** DATA FOR PROCESSING follows **

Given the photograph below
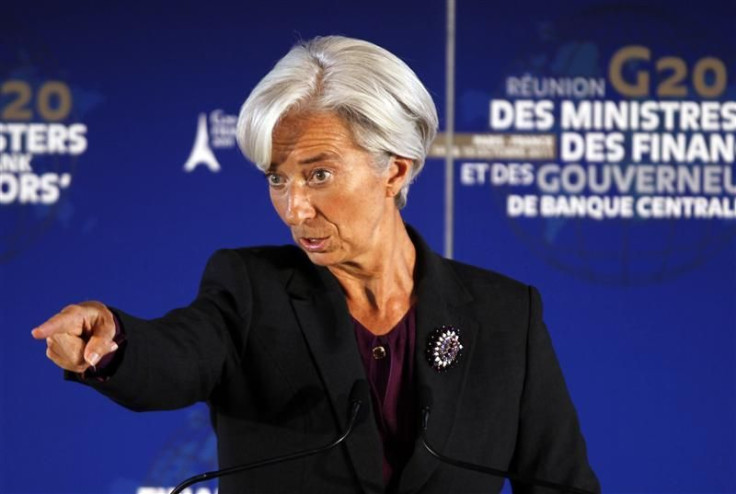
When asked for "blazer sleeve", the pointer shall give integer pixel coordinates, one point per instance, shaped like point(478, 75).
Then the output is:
point(549, 445)
point(178, 359)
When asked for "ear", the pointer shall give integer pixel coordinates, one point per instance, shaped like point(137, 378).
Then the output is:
point(399, 171)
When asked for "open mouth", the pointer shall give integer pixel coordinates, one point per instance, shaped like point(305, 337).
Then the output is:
point(313, 244)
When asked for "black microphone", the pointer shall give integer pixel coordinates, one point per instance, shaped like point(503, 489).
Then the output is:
point(425, 398)
point(359, 398)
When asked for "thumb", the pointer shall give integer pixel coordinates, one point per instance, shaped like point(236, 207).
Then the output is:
point(97, 347)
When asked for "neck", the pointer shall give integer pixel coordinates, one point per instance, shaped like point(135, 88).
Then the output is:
point(379, 287)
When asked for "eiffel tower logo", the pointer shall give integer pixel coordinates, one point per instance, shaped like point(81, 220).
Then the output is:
point(201, 152)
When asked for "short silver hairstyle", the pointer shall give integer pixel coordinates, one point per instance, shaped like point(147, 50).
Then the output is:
point(383, 102)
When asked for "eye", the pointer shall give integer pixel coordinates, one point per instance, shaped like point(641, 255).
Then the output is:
point(320, 176)
point(274, 180)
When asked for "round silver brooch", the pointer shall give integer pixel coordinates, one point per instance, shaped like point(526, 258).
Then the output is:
point(444, 348)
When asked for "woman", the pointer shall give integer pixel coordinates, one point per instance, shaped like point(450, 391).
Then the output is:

** End of DATA FOR PROCESSING **

DIRECTIONS: Your response should reproduce the entire listing verbatim, minus the pictures.

TASK RESULT:
Given the photograph below
When asked for "blazer sleeve", the pointer shall give integer pixel coordinates, one point per instance, shaped like point(478, 75).
Then the output is:
point(549, 445)
point(178, 359)
When asked for "ear", the pointer shall give integer pixel coordinates, one point per instance, shaped like point(137, 378).
Then the output is:
point(399, 171)
When asked for "open mouth", the pointer shall give integer pixel coordinates, one point per instance, shaped like point(305, 337).
Then the output is:
point(313, 244)
When asked for "black microphone", the pointer shall give integer pixel coordinates, one point per instance, shaped like point(503, 489).
Then the output is:
point(425, 398)
point(359, 398)
When asked for "thumb", the pointer shall give integer pixel coordinates, one point per instance, shaped like point(236, 207).
Then the output is:
point(97, 347)
When asked for "neck", the pointer shall give integer pixel coordinates, one point per instance, shaped like point(135, 88).
Then the output is:
point(379, 287)
When asked for "eiffel tower logo", the pointer shall give integer pixel coordinates, one point per instance, shaped like point(81, 220).
Then the output is:
point(201, 152)
When asked for "short silver hairstyle", the pointer shall give integer pixel coordinates, one point per instance, shaped like point(147, 50).
Then the output is:
point(383, 102)
When asked for "eye", the pointer shall give integer pixel coordinates, one point per instance, shaped like point(641, 255).
Then the output is:
point(320, 176)
point(274, 180)
When asked for "round silver brooch", the pointer shall give integer pixel coordinates, one point per instance, shaped like point(526, 258).
Then the output is:
point(444, 348)
When asked for "woman", the pointer shall give integer pixel coordinates, one point per instance, shaped like point(450, 391).
Then the output is:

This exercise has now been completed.